Cuban Jewish leaders meet with jailed American

December 28, 2011 - 4:11 PM

HAVANA (AP) — An American government contractor jailed in Cuba is in good spirits and fine health, but anxious to get home to his family and disappointed he was not included in a massive prisoner amnesty announced by President Raul Castro last week, a Jewish leader who saw him said Wednesday.

Adela Dworin told The Associated Press she and another Jewish leader spent nearly two hours Monday with Alan Gross at the military hospital where he is being held.

The three celebrated the Jewish holiday of Hanukkah by lighting candles, eating potato pancakes and passing around chocolate coins.

"His health is very good," Dworin said. "He has gained some weight. He's not fat, but he's not so thin anymore."

Gross reportedly had lost 100 pounds (45 kilos) since he was arrested in December 2009.

He was working on a USAID-funded democracy-building program when he was arrested. His supporters say he was only trying to help the island's small Jewish community improve its Internet connection. Cuba says the USAID programs are aimed at bringing about regime change on the island.

EXTRACTED MATERIAL
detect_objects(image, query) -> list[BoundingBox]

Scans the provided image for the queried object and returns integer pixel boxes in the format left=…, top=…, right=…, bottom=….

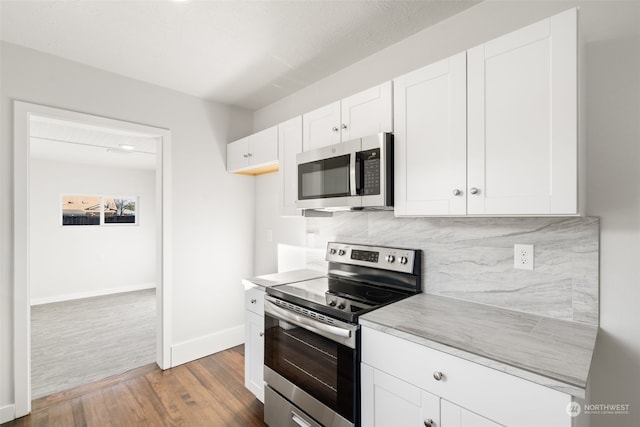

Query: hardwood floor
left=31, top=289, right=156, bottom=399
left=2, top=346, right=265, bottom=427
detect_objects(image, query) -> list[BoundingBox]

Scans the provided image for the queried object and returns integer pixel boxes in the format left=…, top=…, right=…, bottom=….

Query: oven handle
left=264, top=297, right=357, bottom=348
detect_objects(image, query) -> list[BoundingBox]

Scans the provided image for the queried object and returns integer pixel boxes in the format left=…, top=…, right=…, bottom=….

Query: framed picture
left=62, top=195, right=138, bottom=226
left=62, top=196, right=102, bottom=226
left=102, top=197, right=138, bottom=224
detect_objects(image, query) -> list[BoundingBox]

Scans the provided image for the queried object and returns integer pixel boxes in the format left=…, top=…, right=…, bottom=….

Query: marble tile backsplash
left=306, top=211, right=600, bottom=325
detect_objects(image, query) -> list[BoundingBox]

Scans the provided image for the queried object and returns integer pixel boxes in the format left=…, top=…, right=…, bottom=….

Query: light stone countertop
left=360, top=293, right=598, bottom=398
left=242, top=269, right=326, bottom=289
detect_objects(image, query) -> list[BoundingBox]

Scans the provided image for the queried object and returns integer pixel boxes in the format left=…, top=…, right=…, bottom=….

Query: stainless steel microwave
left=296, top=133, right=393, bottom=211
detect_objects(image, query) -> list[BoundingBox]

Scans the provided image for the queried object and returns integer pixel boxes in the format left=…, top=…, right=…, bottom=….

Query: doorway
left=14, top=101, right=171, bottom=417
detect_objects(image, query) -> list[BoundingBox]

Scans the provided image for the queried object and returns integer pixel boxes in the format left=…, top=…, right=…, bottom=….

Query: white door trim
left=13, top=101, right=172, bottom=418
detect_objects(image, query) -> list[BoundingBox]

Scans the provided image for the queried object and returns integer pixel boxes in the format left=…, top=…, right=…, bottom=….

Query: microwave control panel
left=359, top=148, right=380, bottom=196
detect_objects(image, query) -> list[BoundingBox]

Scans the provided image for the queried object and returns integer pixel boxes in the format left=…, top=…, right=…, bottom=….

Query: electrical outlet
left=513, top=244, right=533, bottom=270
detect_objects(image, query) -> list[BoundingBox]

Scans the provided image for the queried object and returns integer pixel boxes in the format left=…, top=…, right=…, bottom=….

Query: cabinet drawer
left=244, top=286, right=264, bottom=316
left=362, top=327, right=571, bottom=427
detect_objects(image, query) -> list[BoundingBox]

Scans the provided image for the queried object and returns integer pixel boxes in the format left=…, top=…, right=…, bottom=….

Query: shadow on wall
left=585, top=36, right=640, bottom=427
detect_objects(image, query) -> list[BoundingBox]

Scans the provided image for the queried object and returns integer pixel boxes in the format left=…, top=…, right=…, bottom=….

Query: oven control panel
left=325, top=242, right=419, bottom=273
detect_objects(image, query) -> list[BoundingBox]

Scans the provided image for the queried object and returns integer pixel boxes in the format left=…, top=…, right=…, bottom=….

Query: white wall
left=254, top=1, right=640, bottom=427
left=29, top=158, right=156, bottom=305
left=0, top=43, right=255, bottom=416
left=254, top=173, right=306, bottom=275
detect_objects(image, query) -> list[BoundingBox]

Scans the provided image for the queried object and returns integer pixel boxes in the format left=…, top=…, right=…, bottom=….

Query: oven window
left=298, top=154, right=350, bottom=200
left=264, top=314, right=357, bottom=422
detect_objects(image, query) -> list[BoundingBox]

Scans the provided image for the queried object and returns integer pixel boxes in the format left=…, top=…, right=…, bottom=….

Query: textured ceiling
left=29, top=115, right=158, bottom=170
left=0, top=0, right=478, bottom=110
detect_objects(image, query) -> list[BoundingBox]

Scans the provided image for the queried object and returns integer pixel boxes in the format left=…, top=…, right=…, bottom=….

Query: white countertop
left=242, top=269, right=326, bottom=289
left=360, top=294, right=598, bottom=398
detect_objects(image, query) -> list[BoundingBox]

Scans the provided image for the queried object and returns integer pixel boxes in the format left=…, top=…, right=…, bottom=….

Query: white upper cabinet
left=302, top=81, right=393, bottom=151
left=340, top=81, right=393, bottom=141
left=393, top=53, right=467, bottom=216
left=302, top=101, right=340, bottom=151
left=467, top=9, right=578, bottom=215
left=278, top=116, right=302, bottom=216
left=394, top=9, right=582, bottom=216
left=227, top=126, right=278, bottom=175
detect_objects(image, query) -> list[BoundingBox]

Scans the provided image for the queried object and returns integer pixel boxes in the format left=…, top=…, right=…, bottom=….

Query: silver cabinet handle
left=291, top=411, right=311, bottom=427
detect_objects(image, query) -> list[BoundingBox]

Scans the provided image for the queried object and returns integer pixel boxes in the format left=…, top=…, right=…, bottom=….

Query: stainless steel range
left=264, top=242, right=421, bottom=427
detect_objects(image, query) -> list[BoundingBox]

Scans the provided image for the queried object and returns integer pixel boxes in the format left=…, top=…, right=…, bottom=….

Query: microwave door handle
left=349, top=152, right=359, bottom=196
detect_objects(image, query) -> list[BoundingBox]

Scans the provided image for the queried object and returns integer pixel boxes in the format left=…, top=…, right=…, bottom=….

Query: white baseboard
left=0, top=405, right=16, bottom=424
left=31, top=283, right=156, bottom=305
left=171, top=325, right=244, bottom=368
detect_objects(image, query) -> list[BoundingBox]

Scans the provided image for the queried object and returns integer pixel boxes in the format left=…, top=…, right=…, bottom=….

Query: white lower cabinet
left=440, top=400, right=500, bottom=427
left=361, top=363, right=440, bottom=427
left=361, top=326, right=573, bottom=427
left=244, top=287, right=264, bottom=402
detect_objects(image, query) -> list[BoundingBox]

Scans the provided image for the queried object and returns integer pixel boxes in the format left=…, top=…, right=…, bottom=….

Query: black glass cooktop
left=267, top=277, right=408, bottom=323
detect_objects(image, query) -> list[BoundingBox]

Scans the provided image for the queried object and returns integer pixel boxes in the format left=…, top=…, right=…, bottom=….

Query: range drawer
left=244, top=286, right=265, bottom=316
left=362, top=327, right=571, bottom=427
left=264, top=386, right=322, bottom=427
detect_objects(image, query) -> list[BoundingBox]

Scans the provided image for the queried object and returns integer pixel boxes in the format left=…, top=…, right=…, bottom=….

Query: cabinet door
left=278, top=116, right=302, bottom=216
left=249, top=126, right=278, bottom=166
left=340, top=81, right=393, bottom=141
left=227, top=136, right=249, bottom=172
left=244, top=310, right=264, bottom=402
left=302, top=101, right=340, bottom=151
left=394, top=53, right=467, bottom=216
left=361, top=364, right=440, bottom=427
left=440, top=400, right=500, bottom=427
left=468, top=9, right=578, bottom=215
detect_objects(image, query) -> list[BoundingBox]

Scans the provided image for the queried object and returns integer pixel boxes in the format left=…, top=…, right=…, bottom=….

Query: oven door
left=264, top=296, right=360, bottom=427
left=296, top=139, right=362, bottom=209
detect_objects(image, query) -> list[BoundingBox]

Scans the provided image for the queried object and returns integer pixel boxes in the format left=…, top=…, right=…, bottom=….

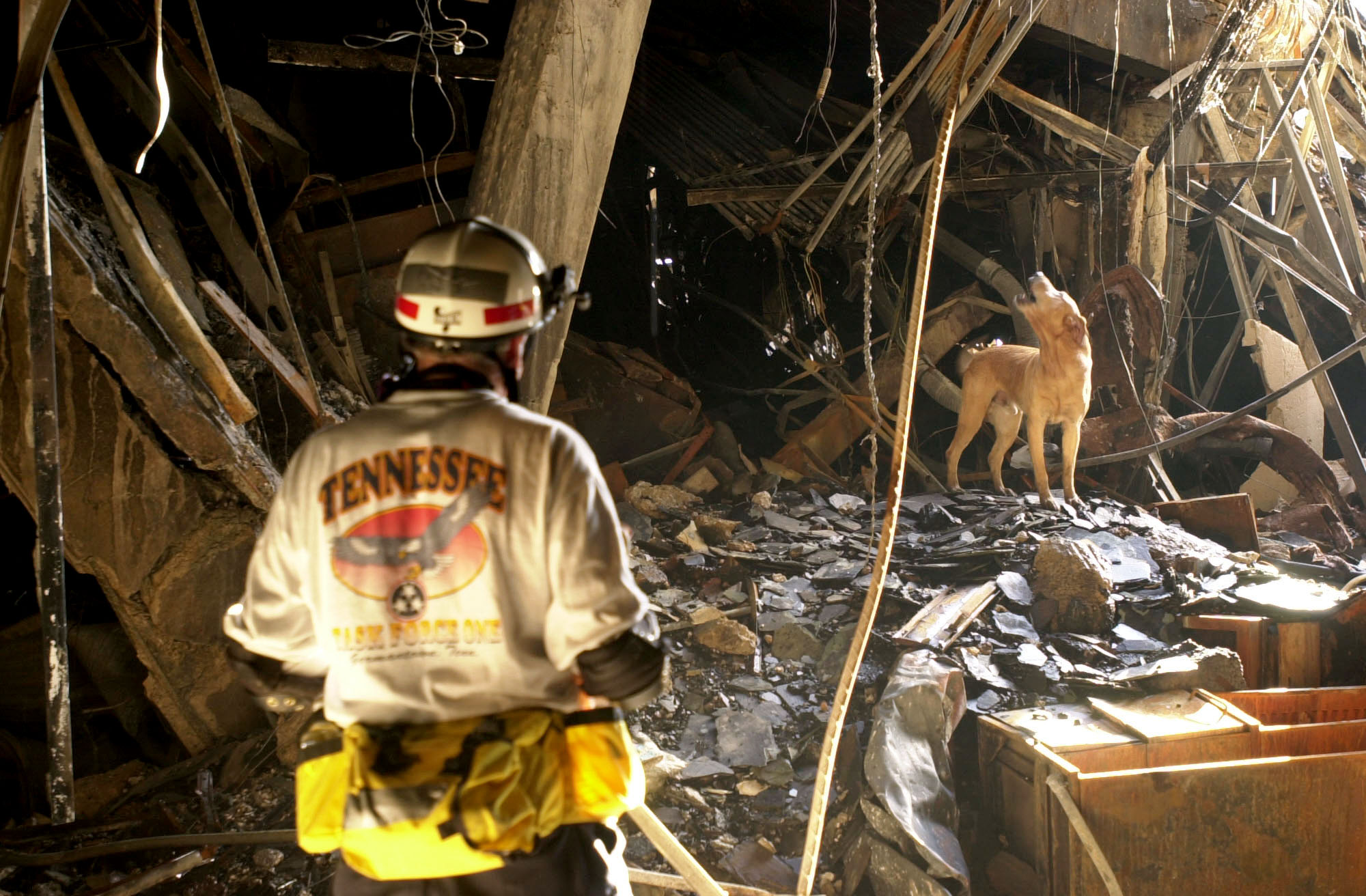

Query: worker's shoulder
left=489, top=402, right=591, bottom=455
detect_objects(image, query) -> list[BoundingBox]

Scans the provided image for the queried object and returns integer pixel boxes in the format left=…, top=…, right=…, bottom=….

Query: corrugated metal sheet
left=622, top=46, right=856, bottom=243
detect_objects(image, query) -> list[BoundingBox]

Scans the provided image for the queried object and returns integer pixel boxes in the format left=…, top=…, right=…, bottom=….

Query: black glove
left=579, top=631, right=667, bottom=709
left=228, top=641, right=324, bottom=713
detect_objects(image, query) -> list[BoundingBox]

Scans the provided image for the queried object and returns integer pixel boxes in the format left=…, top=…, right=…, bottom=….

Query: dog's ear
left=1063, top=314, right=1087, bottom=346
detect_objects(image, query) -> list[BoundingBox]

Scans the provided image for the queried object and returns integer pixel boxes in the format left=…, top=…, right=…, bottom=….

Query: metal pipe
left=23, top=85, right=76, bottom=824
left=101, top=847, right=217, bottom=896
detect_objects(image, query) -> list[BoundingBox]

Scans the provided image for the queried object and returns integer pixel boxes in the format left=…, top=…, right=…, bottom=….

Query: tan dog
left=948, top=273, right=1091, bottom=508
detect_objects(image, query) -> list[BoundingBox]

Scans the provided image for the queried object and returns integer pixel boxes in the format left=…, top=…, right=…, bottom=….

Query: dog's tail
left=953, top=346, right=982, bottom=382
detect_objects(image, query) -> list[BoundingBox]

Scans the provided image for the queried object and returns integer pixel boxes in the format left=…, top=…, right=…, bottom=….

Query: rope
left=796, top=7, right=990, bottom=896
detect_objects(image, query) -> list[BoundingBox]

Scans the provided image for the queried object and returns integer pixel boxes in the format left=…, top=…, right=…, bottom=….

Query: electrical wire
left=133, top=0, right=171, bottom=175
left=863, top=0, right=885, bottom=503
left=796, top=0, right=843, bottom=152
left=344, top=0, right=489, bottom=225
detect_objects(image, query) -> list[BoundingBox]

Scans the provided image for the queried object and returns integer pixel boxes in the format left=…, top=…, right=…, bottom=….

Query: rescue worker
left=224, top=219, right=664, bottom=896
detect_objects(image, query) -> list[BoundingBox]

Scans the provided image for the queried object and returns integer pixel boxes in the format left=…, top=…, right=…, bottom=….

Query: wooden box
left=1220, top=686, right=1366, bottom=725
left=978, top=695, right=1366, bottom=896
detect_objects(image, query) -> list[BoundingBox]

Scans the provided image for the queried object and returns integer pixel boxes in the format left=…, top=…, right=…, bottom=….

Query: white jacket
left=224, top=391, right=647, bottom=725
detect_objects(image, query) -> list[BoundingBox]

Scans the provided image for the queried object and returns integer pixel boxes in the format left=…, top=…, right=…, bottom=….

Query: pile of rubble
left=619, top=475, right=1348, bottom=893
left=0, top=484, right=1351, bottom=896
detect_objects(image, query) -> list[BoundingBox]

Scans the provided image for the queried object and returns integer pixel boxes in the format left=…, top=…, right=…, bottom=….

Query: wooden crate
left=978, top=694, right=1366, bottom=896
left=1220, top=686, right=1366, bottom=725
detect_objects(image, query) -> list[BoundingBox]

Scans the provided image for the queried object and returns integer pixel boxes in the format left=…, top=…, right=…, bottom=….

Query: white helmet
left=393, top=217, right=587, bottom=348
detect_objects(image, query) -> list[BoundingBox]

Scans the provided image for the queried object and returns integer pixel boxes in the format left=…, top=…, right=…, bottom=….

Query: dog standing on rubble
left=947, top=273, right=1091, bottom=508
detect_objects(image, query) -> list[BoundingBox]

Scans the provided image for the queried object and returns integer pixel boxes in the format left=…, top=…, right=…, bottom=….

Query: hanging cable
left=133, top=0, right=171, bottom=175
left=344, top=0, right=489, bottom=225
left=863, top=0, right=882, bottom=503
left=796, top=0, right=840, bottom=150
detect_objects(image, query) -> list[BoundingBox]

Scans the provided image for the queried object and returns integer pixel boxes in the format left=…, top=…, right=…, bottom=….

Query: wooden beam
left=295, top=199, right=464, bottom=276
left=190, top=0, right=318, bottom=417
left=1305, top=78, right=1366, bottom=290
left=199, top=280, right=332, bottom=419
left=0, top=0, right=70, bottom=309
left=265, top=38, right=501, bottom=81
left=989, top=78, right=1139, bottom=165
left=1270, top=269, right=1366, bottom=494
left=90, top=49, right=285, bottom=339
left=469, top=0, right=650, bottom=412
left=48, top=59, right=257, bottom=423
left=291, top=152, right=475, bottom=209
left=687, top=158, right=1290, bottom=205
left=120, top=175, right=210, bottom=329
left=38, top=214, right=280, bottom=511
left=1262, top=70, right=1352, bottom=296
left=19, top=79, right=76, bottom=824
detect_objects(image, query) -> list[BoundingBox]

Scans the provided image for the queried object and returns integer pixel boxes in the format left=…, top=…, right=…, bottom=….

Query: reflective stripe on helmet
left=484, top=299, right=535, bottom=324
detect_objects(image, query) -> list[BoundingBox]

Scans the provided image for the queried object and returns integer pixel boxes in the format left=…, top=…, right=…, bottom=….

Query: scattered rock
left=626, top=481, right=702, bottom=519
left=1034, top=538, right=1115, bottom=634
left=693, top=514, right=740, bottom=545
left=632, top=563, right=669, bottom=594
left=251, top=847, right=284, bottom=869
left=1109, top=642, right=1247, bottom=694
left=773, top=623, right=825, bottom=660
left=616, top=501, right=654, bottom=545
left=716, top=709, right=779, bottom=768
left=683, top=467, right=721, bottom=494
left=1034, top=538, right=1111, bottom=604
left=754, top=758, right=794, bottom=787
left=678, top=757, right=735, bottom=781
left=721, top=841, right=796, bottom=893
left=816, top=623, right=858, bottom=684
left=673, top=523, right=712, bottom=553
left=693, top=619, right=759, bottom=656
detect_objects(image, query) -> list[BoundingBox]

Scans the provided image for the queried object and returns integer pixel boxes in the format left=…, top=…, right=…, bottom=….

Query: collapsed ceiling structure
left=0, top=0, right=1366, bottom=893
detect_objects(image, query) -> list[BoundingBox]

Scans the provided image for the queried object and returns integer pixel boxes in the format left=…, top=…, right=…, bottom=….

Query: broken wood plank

REQUIRED TASKS
1 – Reproduce the stretch of the Alan Gross report from "Gross reportedly had" through "on the island.".
2 – According to the Alan Gross report, how long did Adela Dworin and another Jewish leader spend with Gross on Monday?
The rows above are separate material, unrelated to the Alan Gross report.

LIST OF ANSWERS
1 –
Gross reportedly had lost 100 pounds (45 kilos) since he was arrested in December 2009.

He was working on a USAID-funded democracy-building program when he was arrested. His supporters say he was only trying to help the island's small Jewish community improve its Internet connection. Cuba says the USAID programs are aimed at bringing about regime change on the island.

2 – Nearly two hours.